### Task brief
The records that appear below are to be restated word for word.

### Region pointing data

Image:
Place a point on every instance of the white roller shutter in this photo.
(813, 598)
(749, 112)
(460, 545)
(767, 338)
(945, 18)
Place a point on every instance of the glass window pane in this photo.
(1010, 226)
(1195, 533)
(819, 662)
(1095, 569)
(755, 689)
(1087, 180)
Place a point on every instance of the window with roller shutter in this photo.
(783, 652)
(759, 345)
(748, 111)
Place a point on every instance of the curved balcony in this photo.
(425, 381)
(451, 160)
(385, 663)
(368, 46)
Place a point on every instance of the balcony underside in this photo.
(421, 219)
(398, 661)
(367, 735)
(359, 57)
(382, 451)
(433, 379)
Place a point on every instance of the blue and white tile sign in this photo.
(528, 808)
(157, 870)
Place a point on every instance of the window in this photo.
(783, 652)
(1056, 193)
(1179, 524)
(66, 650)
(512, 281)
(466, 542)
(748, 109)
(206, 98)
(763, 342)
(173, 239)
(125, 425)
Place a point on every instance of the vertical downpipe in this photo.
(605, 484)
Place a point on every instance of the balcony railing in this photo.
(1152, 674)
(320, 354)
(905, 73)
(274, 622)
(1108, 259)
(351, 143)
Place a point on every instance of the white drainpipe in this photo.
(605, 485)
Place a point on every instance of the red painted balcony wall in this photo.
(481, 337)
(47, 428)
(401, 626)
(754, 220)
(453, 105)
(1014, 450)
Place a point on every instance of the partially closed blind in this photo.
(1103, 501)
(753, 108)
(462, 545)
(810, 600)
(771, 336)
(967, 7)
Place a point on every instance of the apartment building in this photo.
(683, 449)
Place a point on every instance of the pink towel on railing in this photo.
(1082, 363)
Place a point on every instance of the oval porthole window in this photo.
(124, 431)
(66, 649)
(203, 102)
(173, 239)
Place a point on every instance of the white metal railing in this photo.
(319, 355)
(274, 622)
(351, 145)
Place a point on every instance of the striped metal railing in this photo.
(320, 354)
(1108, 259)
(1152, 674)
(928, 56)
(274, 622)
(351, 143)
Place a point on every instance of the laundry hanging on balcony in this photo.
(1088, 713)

### Written solution
Image:
Place a point on every instance of the white roller shutter in this photo.
(813, 598)
(749, 112)
(460, 545)
(767, 338)
(945, 18)
Place a point on every instance of the glass window pane in this photo.
(1010, 226)
(1195, 533)
(819, 662)
(1095, 569)
(755, 689)
(1087, 180)
Place a point on every instance of the window with roller shutter in this photo.
(783, 652)
(759, 345)
(748, 111)
Place a point on every instance of the curved balcony in this photo.
(425, 381)
(451, 160)
(385, 663)
(368, 46)
Place a point on every instance of the balcony underside in this photo.
(421, 219)
(398, 661)
(367, 735)
(359, 57)
(382, 451)
(433, 379)
Place a point on every instance of the blue and white tile sign in this photo.
(528, 808)
(157, 870)
Place a point on every instance of the window in this photo.
(783, 652)
(1056, 193)
(1179, 524)
(66, 650)
(512, 281)
(466, 542)
(748, 109)
(206, 98)
(763, 342)
(173, 239)
(125, 425)
Place a point on every instance of the vertical downpipe in this photo.
(605, 484)
Place a point on every instance of the balcony railing in this photo.
(1152, 674)
(320, 354)
(905, 73)
(274, 622)
(1108, 259)
(351, 143)
Place a point on every instance of the white drainpipe in this photo.
(605, 485)
Place a point on every instance of the red painted balcony wall in this photo.
(481, 337)
(47, 428)
(401, 626)
(754, 220)
(453, 105)
(1014, 450)
Place a point on every instance of the partially closed blind in this photo.
(1103, 501)
(753, 108)
(462, 545)
(810, 600)
(771, 336)
(967, 7)
Place a point on every instance of the apartment building in this photo.
(683, 449)
Place a point on every instance of the pink towel on railing in this photo.
(1082, 363)
Place a point on every instance of the oval porthole window in this photo.
(124, 431)
(66, 649)
(203, 102)
(173, 239)
Place a point on every instance of the white metal railing in this photo.
(319, 355)
(274, 622)
(351, 145)
Place a point on every instance of the striped metal railing in this photo.
(320, 354)
(1108, 259)
(1152, 674)
(928, 56)
(274, 622)
(351, 143)
Place a point on every instance of the laundry hanging on balcony in this photo.
(1088, 713)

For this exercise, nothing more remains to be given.